__REQUIRED WORK__
Rewrite the records below, putting "largest circle" wherever "biggest circle" appears and changing nothing else. Omit the pictures from your answer.

__Saved entries__
^^^^^^^^

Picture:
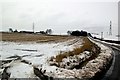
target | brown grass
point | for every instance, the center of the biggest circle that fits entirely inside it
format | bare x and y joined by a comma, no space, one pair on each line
87,45
24,37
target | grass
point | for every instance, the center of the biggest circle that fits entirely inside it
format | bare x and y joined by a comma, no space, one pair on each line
24,37
88,46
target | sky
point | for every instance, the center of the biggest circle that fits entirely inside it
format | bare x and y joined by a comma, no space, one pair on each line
59,15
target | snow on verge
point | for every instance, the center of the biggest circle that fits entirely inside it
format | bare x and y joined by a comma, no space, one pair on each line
92,67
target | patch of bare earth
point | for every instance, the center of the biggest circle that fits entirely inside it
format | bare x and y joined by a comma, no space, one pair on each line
89,49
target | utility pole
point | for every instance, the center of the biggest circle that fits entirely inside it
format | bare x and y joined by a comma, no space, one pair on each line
33,27
110,31
101,35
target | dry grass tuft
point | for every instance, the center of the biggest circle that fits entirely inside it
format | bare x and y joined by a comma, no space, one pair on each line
88,45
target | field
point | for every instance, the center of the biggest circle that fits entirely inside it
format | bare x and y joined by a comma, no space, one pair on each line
24,37
42,56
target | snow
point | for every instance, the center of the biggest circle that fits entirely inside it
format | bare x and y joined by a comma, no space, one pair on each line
35,53
39,53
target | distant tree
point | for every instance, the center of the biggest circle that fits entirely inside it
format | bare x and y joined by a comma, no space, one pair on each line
69,32
42,32
49,31
15,30
10,30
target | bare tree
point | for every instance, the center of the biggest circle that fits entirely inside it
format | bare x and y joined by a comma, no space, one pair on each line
69,32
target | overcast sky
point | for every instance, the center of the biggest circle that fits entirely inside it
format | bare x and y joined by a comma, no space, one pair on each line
59,15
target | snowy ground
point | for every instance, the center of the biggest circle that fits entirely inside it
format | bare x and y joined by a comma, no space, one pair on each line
107,37
35,53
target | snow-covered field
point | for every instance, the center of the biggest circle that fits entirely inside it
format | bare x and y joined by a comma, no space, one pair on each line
35,53
25,56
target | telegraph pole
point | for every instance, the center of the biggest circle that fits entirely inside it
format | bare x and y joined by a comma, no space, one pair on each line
33,27
110,31
101,35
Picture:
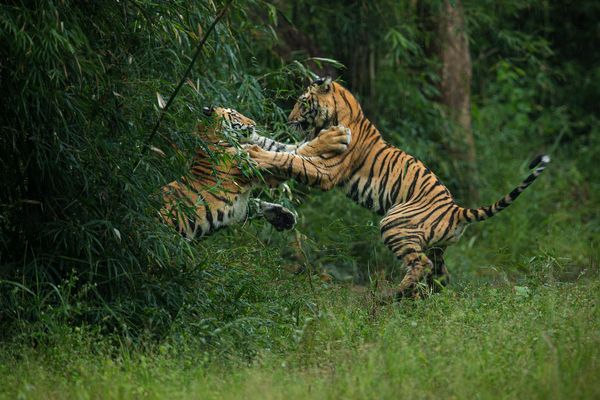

^^^^^^^^

__WRITTEN RESPONSE__
Picture:
target | brown grass
point | for every instance, the center of the largest circle that fits entirely inside it
format | bare x and y joined by a comma, no space, one pair on each line
87,45
24,37
target | grass
point | for every instance, the center of the largest circle that fits entirely inside it
format | bare x and y joined by a comma, no space, one pair on each line
24,37
88,46
target | sky
point | for every instance, the center of the largest circle that fits entirely inside it
format | bare x and y joined by a comma, no space, one pair on each line
59,15
target | snow on verge
point | for every instance, the center of the largest circle that fits entirely inside it
format | bare x and y joined by a comma, no space, one pair on each line
92,67
target | patch of bare earth
point | for every instance, the center of the largest circle that fits entirely inside it
format | bare x and y joined by a comma, no space, one pair on each line
89,49
target | utility pole
point | for every instance, the center of the largest circle that fits entirely inside it
format | bare x and y joined by a comma, no space, one pair on each line
33,27
110,31
101,35
target | dry grass tuft
point | for every instance, the center of the largest circle that fits entirely inside it
format | bare x and y joined by a comma, no space, one pair on each line
88,45
target | field
point | for every instance, the center of the largest circle that fits entirely inside it
format | bare x and y joined by a comma, no space, one pair on each line
24,37
42,56
target | snow
point | for every instance, the center of the largest circle that fits entirely inside it
format | bare x and y joined by a comma, no space, one pair on each line
35,53
39,53
target | distant tree
point | for every instance, the center of the largest circle that fits entirely inside it
format | bare x and y joined by a comma, no space, one pair on each line
69,32
42,32
49,31
15,30
10,30
target | bare tree
point | for every instance, the center of the largest circle that fits entirely inside it
format | bare x and y joined by a comma, no space, one pair on each line
69,32
target | overcast sky
point | for every instance, the center of the largest circle that fits entirely inside it
format | bare x and y joined by a comma, no space, one pair on each line
59,15
target | snowy ground
point | for every instance, the center of the largest circle that fits entirely inside it
format | bare x and y joined by a comma, no space, one pair on each line
107,37
35,53
target | snow-covered field
point | for every instance, the center of the largest circle that fits entirely inside it
format | bare x and y joined by a comma, no space, one pair on each line
35,53
25,56
target | telegraph pole
point | for every instance, the center of the largest circle that fits entirely inside it
format | bare x and y joined by a comma, no space, one pair on each line
33,27
110,31
101,35
Picture:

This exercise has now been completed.